◆ What to work on ◆
Check each line below for "pale" and report how many have it, nothing else.

◆ Given information ◆
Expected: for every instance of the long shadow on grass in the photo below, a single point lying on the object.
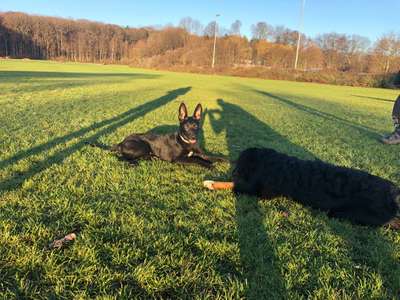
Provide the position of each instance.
(363, 129)
(45, 81)
(262, 267)
(374, 98)
(367, 247)
(109, 125)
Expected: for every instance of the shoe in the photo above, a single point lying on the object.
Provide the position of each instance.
(392, 139)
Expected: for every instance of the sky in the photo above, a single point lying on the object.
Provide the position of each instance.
(370, 18)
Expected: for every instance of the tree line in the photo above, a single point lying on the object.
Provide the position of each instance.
(189, 45)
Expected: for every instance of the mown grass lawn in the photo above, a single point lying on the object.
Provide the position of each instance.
(152, 230)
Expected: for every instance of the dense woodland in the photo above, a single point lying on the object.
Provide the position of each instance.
(270, 53)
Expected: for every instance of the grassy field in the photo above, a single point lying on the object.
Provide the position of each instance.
(152, 231)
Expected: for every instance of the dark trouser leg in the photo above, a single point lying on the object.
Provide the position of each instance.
(394, 137)
(396, 114)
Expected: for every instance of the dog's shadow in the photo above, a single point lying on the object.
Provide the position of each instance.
(264, 269)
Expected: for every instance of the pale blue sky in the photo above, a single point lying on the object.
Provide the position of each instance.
(370, 18)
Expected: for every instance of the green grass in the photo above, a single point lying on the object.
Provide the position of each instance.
(152, 231)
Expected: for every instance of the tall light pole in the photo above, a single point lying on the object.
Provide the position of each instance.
(303, 2)
(215, 40)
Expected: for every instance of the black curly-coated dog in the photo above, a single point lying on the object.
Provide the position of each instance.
(342, 192)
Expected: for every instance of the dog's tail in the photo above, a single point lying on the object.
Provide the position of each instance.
(115, 148)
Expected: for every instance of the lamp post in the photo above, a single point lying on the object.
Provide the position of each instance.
(215, 40)
(299, 36)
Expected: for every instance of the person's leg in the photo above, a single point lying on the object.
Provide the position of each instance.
(394, 137)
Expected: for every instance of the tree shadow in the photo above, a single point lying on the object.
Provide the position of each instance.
(328, 116)
(263, 269)
(106, 127)
(45, 81)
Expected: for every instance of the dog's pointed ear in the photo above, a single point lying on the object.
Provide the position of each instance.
(197, 112)
(182, 112)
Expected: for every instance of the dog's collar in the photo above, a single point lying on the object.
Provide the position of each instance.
(187, 141)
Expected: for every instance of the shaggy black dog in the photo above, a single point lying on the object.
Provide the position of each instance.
(343, 193)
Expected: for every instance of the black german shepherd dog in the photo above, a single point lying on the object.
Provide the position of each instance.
(179, 147)
(344, 193)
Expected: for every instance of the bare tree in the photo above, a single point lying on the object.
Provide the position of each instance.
(191, 25)
(210, 29)
(235, 28)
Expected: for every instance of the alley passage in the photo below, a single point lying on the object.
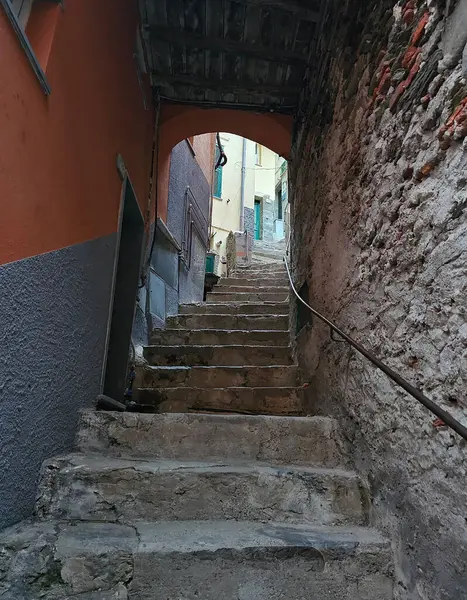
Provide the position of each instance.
(196, 505)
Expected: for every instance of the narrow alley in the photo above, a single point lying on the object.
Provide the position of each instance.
(234, 337)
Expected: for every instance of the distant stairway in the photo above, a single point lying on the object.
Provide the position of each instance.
(205, 506)
(230, 354)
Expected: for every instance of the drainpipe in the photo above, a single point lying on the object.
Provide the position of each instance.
(242, 187)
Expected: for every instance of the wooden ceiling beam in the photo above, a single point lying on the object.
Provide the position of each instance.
(236, 87)
(290, 6)
(195, 40)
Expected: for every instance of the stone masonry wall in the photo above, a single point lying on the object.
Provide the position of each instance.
(380, 236)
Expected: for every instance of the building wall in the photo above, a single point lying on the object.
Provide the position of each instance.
(173, 281)
(226, 209)
(60, 201)
(259, 183)
(380, 236)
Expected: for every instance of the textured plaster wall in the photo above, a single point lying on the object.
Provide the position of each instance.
(185, 171)
(53, 313)
(380, 236)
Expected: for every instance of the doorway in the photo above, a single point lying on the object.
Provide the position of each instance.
(126, 278)
(257, 219)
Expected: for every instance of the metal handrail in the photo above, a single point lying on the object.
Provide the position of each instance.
(448, 419)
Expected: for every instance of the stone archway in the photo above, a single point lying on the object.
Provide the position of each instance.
(178, 122)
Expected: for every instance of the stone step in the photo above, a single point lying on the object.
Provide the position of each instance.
(219, 296)
(255, 288)
(313, 441)
(263, 401)
(219, 337)
(232, 322)
(275, 266)
(260, 281)
(96, 488)
(235, 308)
(212, 560)
(217, 355)
(209, 377)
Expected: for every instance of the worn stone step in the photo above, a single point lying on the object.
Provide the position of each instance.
(209, 377)
(217, 355)
(258, 281)
(262, 270)
(314, 441)
(235, 308)
(219, 337)
(253, 296)
(232, 322)
(212, 560)
(254, 288)
(263, 401)
(96, 488)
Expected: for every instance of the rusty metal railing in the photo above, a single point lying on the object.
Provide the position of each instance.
(445, 417)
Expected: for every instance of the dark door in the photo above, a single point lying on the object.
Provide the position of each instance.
(125, 289)
(257, 219)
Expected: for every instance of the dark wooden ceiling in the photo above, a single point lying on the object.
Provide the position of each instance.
(233, 53)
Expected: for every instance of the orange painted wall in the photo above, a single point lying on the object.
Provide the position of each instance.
(204, 147)
(179, 122)
(58, 181)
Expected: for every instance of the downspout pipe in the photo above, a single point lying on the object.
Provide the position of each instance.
(242, 187)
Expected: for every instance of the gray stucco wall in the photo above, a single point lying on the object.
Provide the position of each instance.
(53, 313)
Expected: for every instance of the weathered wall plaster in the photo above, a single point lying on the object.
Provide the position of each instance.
(380, 236)
(53, 320)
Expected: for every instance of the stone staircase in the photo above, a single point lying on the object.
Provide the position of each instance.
(199, 506)
(230, 354)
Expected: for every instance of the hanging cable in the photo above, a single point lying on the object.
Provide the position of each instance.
(222, 159)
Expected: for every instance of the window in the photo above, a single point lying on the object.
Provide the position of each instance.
(22, 10)
(217, 177)
(279, 203)
(258, 152)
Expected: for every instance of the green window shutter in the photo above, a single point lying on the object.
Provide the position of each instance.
(218, 182)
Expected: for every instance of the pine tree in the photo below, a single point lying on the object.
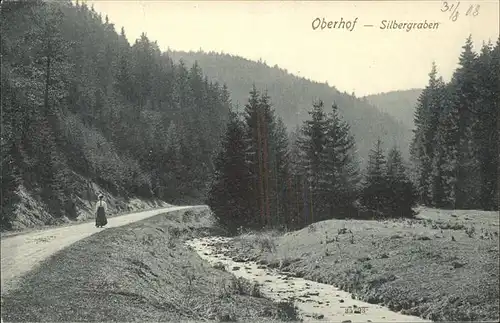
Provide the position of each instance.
(312, 143)
(228, 196)
(375, 196)
(464, 83)
(401, 194)
(426, 121)
(339, 171)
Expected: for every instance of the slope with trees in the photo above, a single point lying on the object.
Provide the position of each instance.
(292, 97)
(398, 104)
(82, 108)
(455, 148)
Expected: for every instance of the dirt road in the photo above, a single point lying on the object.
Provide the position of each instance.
(22, 253)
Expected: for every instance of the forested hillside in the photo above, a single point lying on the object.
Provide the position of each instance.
(456, 142)
(261, 181)
(399, 104)
(83, 110)
(293, 96)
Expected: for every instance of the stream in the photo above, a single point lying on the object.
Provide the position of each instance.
(316, 301)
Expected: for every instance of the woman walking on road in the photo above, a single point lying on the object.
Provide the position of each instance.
(101, 208)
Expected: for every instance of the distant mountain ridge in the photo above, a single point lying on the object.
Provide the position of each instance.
(399, 104)
(292, 97)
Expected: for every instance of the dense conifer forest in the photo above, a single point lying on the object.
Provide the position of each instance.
(317, 176)
(81, 105)
(456, 144)
(292, 96)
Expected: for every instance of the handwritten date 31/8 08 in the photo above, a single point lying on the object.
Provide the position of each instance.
(355, 310)
(453, 9)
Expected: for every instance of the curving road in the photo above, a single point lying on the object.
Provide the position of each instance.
(23, 252)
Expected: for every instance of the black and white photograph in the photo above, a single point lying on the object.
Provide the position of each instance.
(250, 161)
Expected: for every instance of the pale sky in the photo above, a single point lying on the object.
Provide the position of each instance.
(366, 60)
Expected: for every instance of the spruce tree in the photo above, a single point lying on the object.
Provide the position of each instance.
(339, 173)
(401, 193)
(312, 143)
(376, 196)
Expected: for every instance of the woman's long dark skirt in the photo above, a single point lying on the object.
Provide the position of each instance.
(101, 220)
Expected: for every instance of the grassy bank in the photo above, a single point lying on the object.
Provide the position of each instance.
(441, 267)
(140, 272)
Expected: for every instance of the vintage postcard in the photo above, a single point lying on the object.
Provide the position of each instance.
(260, 161)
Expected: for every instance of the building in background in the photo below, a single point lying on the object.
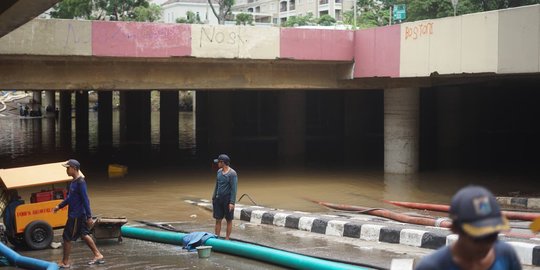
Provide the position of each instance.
(279, 10)
(174, 9)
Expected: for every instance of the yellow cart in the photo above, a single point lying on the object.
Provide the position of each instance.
(31, 224)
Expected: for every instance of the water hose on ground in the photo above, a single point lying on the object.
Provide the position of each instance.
(25, 262)
(270, 255)
(245, 194)
(442, 222)
(444, 208)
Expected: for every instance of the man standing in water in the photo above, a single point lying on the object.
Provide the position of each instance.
(477, 219)
(79, 215)
(224, 196)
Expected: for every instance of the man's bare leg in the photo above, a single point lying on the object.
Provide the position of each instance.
(90, 242)
(67, 251)
(217, 229)
(229, 229)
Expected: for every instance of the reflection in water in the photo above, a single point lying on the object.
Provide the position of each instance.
(157, 191)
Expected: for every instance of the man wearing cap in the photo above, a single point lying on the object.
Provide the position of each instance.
(79, 215)
(477, 219)
(224, 196)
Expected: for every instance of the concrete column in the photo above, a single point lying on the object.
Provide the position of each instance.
(220, 123)
(81, 120)
(201, 124)
(135, 120)
(449, 111)
(50, 103)
(292, 127)
(105, 119)
(36, 103)
(65, 119)
(168, 119)
(401, 128)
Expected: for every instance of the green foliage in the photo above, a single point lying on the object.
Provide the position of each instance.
(224, 11)
(372, 13)
(191, 18)
(244, 19)
(116, 10)
(326, 20)
(151, 13)
(299, 20)
(71, 9)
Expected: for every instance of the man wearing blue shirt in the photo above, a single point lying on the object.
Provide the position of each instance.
(224, 196)
(79, 215)
(477, 219)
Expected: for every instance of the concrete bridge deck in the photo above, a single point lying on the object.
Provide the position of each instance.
(72, 54)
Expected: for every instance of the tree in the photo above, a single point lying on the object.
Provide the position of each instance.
(151, 13)
(299, 20)
(115, 10)
(72, 9)
(224, 9)
(191, 18)
(244, 18)
(326, 20)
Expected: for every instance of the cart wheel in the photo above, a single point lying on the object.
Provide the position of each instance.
(17, 241)
(38, 235)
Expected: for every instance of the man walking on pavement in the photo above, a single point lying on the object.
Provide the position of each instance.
(79, 215)
(477, 219)
(224, 196)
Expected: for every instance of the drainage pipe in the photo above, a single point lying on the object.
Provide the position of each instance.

◆ Your solution ◆
2